● **Task details**:
For the data that follows, print the line with "Query: rough stone texture", the line with "this sample: (957,325).", and all lines between them, exactly as they stand. Omit pictures and add nothing.

━━━━━ Data extracts

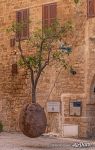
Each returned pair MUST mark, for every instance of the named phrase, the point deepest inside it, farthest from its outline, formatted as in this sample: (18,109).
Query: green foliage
(1,126)
(48,46)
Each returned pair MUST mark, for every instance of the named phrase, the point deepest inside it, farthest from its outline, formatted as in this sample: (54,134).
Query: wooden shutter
(22,17)
(49,14)
(91,8)
(18,21)
(25,32)
(53,12)
(45,16)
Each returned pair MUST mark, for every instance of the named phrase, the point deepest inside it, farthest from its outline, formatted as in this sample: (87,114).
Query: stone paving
(17,141)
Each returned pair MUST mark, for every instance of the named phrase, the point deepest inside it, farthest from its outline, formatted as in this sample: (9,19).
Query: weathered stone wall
(15,91)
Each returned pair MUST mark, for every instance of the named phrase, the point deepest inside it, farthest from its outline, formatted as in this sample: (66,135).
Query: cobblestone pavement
(17,141)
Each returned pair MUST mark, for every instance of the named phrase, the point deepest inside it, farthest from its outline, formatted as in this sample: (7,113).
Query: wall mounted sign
(53,107)
(75,108)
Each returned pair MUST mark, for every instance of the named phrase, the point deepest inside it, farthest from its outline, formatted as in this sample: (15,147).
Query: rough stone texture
(32,120)
(15,91)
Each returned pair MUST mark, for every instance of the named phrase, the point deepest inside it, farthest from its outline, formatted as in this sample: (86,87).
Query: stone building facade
(71,91)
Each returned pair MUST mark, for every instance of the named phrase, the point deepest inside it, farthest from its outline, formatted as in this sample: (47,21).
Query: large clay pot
(32,120)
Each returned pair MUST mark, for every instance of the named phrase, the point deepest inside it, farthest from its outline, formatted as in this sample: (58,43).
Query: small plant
(1,126)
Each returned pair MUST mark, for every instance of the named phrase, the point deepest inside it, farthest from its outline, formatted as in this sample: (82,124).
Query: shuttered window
(91,8)
(22,19)
(49,14)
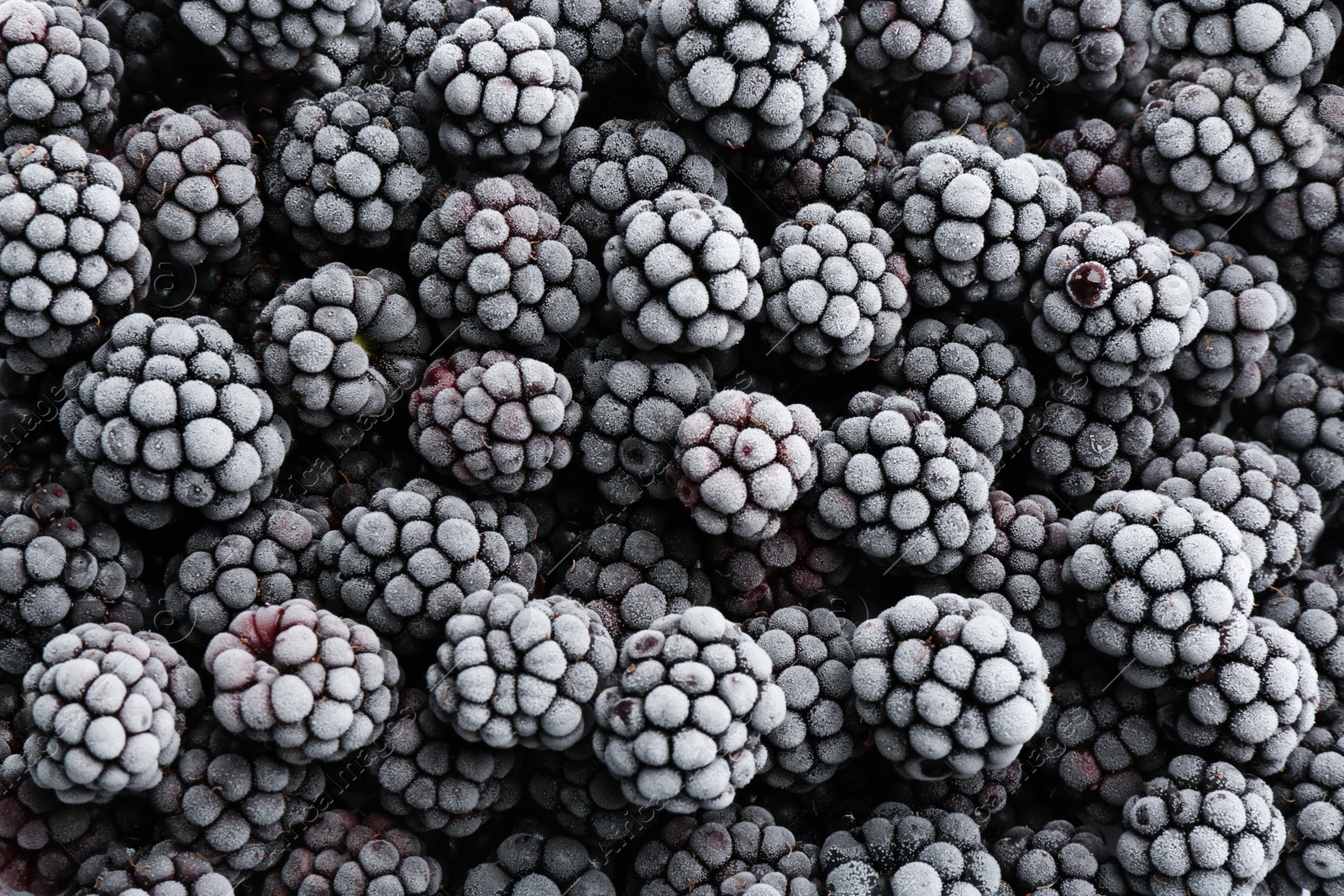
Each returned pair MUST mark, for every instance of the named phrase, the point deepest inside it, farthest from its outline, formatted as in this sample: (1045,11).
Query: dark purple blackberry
(1278,513)
(835,291)
(1166,584)
(971,375)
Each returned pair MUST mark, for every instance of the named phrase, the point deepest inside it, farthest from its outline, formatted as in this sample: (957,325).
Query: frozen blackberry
(835,289)
(1214,141)
(842,159)
(633,407)
(604,170)
(683,273)
(1202,828)
(342,344)
(506,113)
(1289,39)
(1254,703)
(933,852)
(521,672)
(67,85)
(434,781)
(1297,414)
(1095,159)
(230,804)
(951,687)
(71,255)
(717,688)
(738,849)
(1166,584)
(349,856)
(125,694)
(192,177)
(971,375)
(891,40)
(1025,563)
(265,38)
(743,461)
(1058,859)
(347,170)
(1263,493)
(894,484)
(265,557)
(497,268)
(750,73)
(1090,47)
(974,224)
(812,658)
(1095,439)
(499,422)
(786,570)
(407,559)
(170,414)
(1113,302)
(307,681)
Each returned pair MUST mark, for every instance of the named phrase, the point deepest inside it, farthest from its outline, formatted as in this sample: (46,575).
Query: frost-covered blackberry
(682,727)
(750,73)
(974,226)
(1215,141)
(1113,302)
(812,658)
(971,375)
(170,414)
(1166,584)
(497,268)
(124,694)
(307,681)
(342,344)
(743,461)
(405,562)
(843,159)
(604,170)
(835,289)
(1263,493)
(897,42)
(521,672)
(951,687)
(501,90)
(347,170)
(1200,828)
(894,484)
(434,781)
(60,73)
(73,259)
(192,177)
(683,273)
(499,422)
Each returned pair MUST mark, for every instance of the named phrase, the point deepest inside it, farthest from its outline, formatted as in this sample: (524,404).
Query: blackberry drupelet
(682,727)
(974,226)
(971,375)
(73,258)
(925,508)
(951,687)
(503,92)
(1166,584)
(311,684)
(497,268)
(743,461)
(170,414)
(835,291)
(499,422)
(683,273)
(192,177)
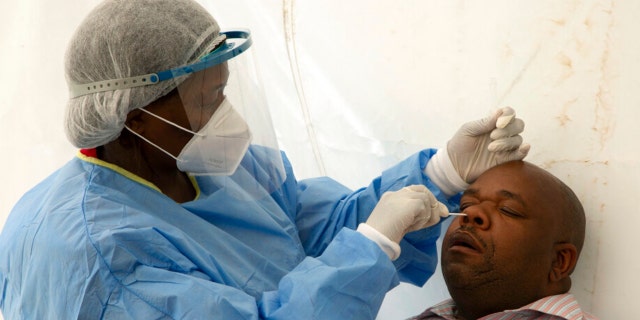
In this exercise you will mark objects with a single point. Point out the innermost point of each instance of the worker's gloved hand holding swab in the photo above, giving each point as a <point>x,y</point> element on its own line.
<point>399,212</point>
<point>475,147</point>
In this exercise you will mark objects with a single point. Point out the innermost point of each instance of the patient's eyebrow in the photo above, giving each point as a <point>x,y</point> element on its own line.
<point>473,192</point>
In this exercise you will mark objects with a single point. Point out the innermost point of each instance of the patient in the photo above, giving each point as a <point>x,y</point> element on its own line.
<point>515,251</point>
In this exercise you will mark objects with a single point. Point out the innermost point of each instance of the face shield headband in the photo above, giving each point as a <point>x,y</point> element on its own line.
<point>223,51</point>
<point>260,170</point>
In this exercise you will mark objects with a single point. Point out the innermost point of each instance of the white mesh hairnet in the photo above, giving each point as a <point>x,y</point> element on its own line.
<point>125,38</point>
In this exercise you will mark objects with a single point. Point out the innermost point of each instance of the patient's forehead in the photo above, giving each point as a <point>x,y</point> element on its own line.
<point>534,185</point>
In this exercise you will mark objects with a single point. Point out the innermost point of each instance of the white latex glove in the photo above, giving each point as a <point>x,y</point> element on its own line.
<point>477,146</point>
<point>408,209</point>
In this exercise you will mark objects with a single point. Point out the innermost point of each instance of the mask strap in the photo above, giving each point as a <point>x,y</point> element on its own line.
<point>151,143</point>
<point>171,123</point>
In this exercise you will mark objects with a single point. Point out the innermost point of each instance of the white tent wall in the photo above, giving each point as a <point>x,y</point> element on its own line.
<point>354,86</point>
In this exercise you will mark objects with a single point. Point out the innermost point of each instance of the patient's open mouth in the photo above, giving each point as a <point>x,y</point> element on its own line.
<point>464,240</point>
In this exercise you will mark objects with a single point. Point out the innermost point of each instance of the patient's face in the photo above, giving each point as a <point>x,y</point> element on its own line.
<point>505,242</point>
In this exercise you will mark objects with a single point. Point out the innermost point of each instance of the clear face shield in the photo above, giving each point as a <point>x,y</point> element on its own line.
<point>234,146</point>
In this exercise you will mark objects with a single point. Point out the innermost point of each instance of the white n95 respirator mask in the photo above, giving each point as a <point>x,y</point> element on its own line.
<point>217,148</point>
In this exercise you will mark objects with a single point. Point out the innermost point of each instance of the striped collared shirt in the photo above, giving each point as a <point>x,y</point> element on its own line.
<point>558,307</point>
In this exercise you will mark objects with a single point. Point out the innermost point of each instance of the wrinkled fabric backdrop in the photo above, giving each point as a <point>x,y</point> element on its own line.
<point>354,86</point>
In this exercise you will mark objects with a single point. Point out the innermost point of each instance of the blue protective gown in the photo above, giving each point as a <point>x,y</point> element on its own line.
<point>93,241</point>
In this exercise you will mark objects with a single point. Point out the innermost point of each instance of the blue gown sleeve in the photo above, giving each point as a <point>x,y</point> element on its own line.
<point>325,206</point>
<point>327,287</point>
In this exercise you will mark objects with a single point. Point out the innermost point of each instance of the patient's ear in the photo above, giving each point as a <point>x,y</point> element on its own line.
<point>566,257</point>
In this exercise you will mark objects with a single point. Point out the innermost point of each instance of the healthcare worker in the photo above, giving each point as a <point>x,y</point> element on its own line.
<point>179,204</point>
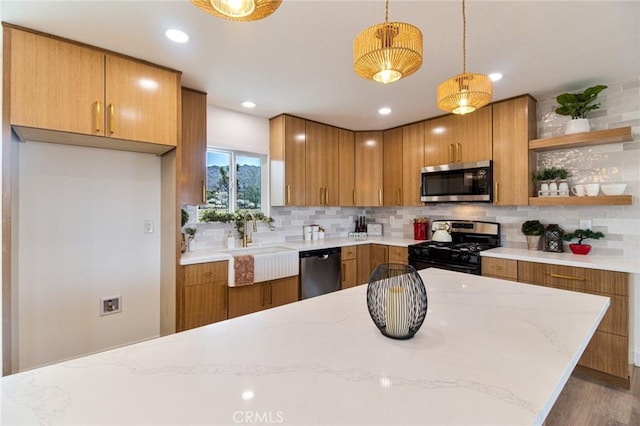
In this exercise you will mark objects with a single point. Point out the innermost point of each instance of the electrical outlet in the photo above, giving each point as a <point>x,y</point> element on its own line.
<point>585,224</point>
<point>110,305</point>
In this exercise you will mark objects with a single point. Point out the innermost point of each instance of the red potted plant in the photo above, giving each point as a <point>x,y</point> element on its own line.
<point>581,235</point>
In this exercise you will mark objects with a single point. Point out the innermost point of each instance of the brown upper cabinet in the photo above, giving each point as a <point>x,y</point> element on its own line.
<point>368,167</point>
<point>412,162</point>
<point>458,139</point>
<point>193,172</point>
<point>287,145</point>
<point>514,124</point>
<point>346,163</point>
<point>67,87</point>
<point>322,167</point>
<point>392,167</point>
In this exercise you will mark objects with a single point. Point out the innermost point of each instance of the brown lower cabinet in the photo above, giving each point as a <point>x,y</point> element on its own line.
<point>260,296</point>
<point>204,294</point>
<point>607,354</point>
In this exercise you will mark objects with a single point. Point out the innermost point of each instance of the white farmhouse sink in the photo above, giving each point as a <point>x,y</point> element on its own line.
<point>269,263</point>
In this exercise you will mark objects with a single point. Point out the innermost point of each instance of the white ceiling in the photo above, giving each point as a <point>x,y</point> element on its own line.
<point>299,60</point>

━━━━━━━━━━

● **Response area**:
Query: rough stone texture
(32,120)
(15,91)
Each returned pair MUST mark, for every instance of the named phrase, the point deepest inside it, farthest from its outline, formatted as in this sample: (86,87).
Query: stone building facade
(71,91)
Each returned pair MUST mark, for every instance of the named phrase, the point deepest inside it, farthest from its outline, formatted as in this sample: (47,21).
Query: large clay pot
(32,120)
Each returned pair MUST mark, for every instance of the named phrase, the point deepest inside it, farthest from its outline, formatted as in this sample: (58,43).
Query: small plant
(1,126)
Each returned pair MUST mark, for every instance of the named phrase, the point deepest inside it, farthest from its outline, formatted as in this sample: (82,124).
Query: shuttered window
(91,8)
(22,19)
(49,14)
Each returned pair MUST mark, for every instance of the named phrase, the point deepest inside it, farthest from its outline, formatted as in this sample: (1045,11).
Query: dark purple blackberry
(1278,513)
(835,291)
(1166,584)
(971,375)
Each returned pair MUST mark, for every instance of the named phrase, the point deepest inside it, farthest from its outline, formatted as in this sample: (957,325).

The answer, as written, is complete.